• Short task
Quote, verbatim, all material below, without pictures.

Start Data shown

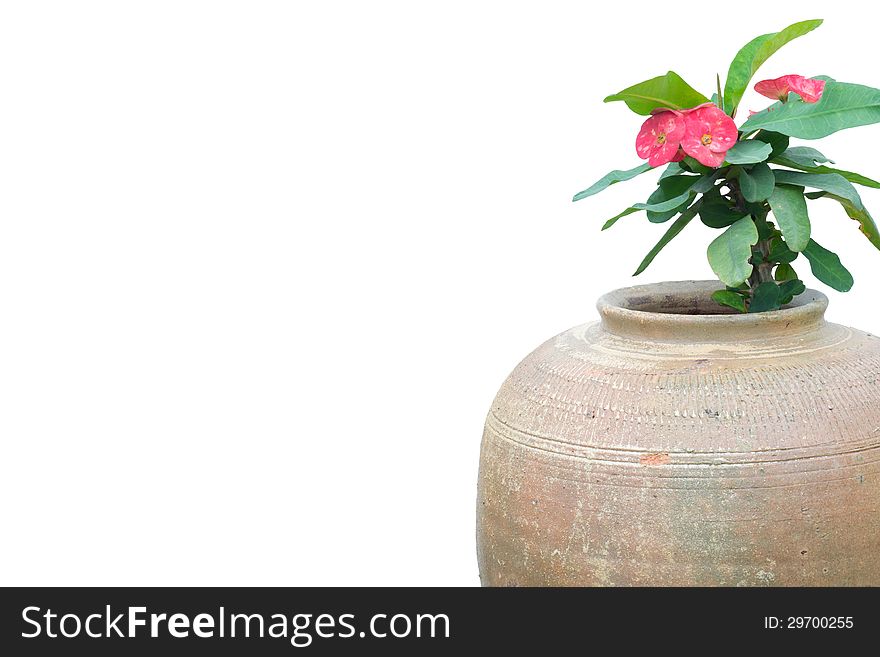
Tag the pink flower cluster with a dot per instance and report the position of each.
(808, 89)
(704, 132)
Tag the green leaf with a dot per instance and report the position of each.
(750, 57)
(668, 91)
(778, 142)
(691, 164)
(788, 290)
(841, 190)
(699, 185)
(674, 169)
(670, 188)
(729, 253)
(765, 297)
(757, 184)
(608, 224)
(805, 156)
(676, 227)
(811, 160)
(731, 299)
(843, 105)
(779, 252)
(748, 152)
(717, 212)
(826, 266)
(611, 178)
(790, 209)
(785, 272)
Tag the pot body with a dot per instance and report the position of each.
(667, 445)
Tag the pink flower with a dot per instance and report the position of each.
(709, 134)
(807, 88)
(659, 138)
(776, 89)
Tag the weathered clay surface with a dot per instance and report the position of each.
(669, 446)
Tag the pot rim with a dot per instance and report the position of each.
(683, 311)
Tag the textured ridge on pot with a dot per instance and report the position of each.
(674, 444)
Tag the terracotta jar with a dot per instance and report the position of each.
(674, 444)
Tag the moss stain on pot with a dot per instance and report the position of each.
(674, 444)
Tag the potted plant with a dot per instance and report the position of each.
(704, 432)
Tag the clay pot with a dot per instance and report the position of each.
(673, 444)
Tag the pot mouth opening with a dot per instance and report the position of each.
(685, 311)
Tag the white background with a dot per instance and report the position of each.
(263, 265)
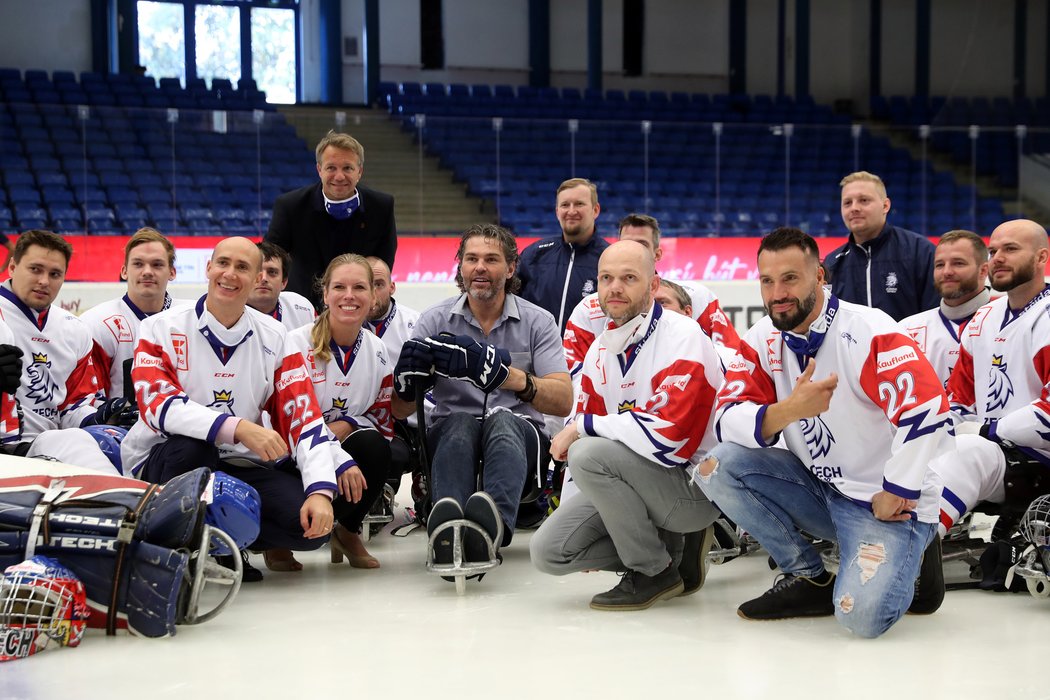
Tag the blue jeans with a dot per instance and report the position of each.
(503, 442)
(771, 494)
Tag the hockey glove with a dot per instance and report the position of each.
(117, 411)
(11, 368)
(415, 367)
(461, 357)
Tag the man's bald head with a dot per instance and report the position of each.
(382, 285)
(1017, 253)
(630, 252)
(238, 246)
(626, 280)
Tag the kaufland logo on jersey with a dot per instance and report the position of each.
(895, 358)
(739, 364)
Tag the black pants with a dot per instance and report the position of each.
(280, 488)
(372, 452)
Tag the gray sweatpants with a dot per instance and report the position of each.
(621, 518)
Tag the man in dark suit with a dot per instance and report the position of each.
(333, 216)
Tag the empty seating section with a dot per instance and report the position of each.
(994, 145)
(742, 182)
(107, 154)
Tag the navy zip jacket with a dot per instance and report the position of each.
(893, 272)
(557, 275)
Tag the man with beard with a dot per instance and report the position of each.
(391, 321)
(860, 414)
(881, 266)
(648, 385)
(269, 297)
(496, 364)
(999, 389)
(555, 273)
(960, 273)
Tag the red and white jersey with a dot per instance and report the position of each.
(191, 374)
(11, 420)
(888, 416)
(587, 321)
(1003, 374)
(60, 388)
(394, 329)
(651, 384)
(114, 330)
(355, 384)
(938, 336)
(293, 311)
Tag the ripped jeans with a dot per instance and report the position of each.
(771, 494)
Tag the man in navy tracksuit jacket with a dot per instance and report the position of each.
(881, 266)
(560, 271)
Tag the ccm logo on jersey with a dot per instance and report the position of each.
(895, 357)
(179, 344)
(120, 327)
(290, 377)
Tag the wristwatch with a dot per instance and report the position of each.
(528, 393)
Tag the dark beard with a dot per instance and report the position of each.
(792, 321)
(1019, 278)
(965, 289)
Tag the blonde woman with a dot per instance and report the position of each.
(353, 381)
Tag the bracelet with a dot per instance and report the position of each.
(528, 393)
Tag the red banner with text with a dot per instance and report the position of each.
(99, 258)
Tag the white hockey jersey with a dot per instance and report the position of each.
(355, 384)
(651, 384)
(1003, 374)
(60, 387)
(293, 311)
(114, 330)
(394, 329)
(587, 321)
(191, 374)
(887, 419)
(938, 336)
(11, 417)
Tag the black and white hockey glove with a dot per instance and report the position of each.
(117, 411)
(461, 357)
(11, 368)
(415, 368)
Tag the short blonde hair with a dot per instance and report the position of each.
(865, 176)
(149, 235)
(576, 182)
(343, 142)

End Data shown

• Output
Tag the pink flower cluster with a dot per instance and report the position of each.
(808, 89)
(704, 132)
Tag the green leaf with a dot per instance and report the position of each.
(750, 57)
(668, 91)
(778, 142)
(691, 164)
(788, 290)
(841, 190)
(699, 185)
(674, 169)
(670, 188)
(729, 253)
(765, 297)
(757, 184)
(608, 224)
(805, 156)
(676, 227)
(811, 160)
(731, 299)
(843, 105)
(779, 252)
(748, 152)
(717, 212)
(826, 266)
(611, 178)
(790, 209)
(785, 272)
Tag the pot body with a dot per instance and report the position of each.
(667, 445)
Tag the pink flower with a dot per instance and report the position of each.
(709, 134)
(807, 88)
(659, 138)
(776, 89)
Tag the weathered clay surface with a dot per instance and report the position of each.
(669, 446)
Tag the pot rim with a dot per instance and report the position of each.
(683, 311)
Tag the textured ridge on pot with a dot per instance and report the position of each.
(674, 444)
Tag the terracotta jar with a dot per instance and report the position of each.
(674, 444)
Tag the moss stain on pot with a dot per instance and report the position of each.
(674, 444)
Tag the potted plant with a dot per instance and report the position of each.
(704, 432)
Tag the clay pot with a dot per instance and report the position of each.
(673, 444)
Tag the pot mouth opening with a dot per instance and report the position of each.
(685, 311)
Tag the white background with a dot per instance and report the position of each.
(263, 265)
Tag the blue jeans with a dot per instance and report the position of each.
(503, 442)
(771, 494)
Tag the hockey glove with a dot per instance and report the position of each.
(117, 411)
(11, 368)
(415, 367)
(461, 357)
Tag the man's bald head with a dot per instance and report the position of each.
(382, 285)
(1017, 253)
(630, 252)
(238, 246)
(626, 280)
Tag the kaufland logo on jersey with a dot per instance and report the position of each.
(895, 358)
(739, 364)
Tag the black pants with a dot per instance and report the position of each.
(280, 488)
(372, 452)
Tag the gray sweatpants with a dot per instance and report the position of each.
(621, 518)
Tag the man in dark suit with a dot per instance and report the position of each.
(333, 216)
Tag the empty seating section with a dot per instance and report the position of each.
(994, 145)
(742, 182)
(107, 154)
Tag the navy zip jacket with a dot per instance and report the position of each.
(893, 272)
(557, 275)
Tag the man with beard with a dot per instance and report the position of each.
(391, 321)
(860, 414)
(881, 266)
(648, 385)
(269, 297)
(496, 364)
(999, 389)
(555, 273)
(960, 273)
Tag the red and white jersey with a dot per instance and report the position of each.
(191, 374)
(11, 420)
(888, 416)
(587, 321)
(1003, 374)
(60, 388)
(394, 329)
(651, 384)
(114, 330)
(355, 384)
(938, 336)
(293, 311)
Tag the ripped jeans with a dot per instance and report the position of each.
(771, 494)
Tag the man in navy tracksuit jacket with a dot per instance and report the position of each.
(881, 266)
(560, 271)
Tag the ccm logo on jersey with a dot per instance and report the position of each.
(895, 357)
(179, 344)
(120, 327)
(290, 377)
Tag the wristwatch with a dot per instance and report the position of each.
(528, 393)
Tag the dark beard with a dot per instance and report the position of each.
(792, 321)
(1019, 278)
(965, 289)
Tag the blonde woman with a dot per instance and report the position of each.
(353, 381)
Tag the bracelet with a dot per instance and report the position of each.
(528, 393)
Tag the red banner with text with a dot per instance and report the position of each.
(99, 258)
Tag the white hockey jersey with a dot per instance and report the position of each.
(355, 384)
(651, 384)
(1003, 374)
(60, 387)
(293, 311)
(114, 330)
(394, 329)
(587, 321)
(191, 374)
(887, 419)
(938, 336)
(11, 417)
Tag the black and white hockey glove with a dot per instance and report the position of each.
(117, 411)
(461, 357)
(11, 368)
(415, 368)
Tag the short blonde hair with a dot per instance and report the position of each.
(865, 176)
(149, 235)
(576, 182)
(343, 142)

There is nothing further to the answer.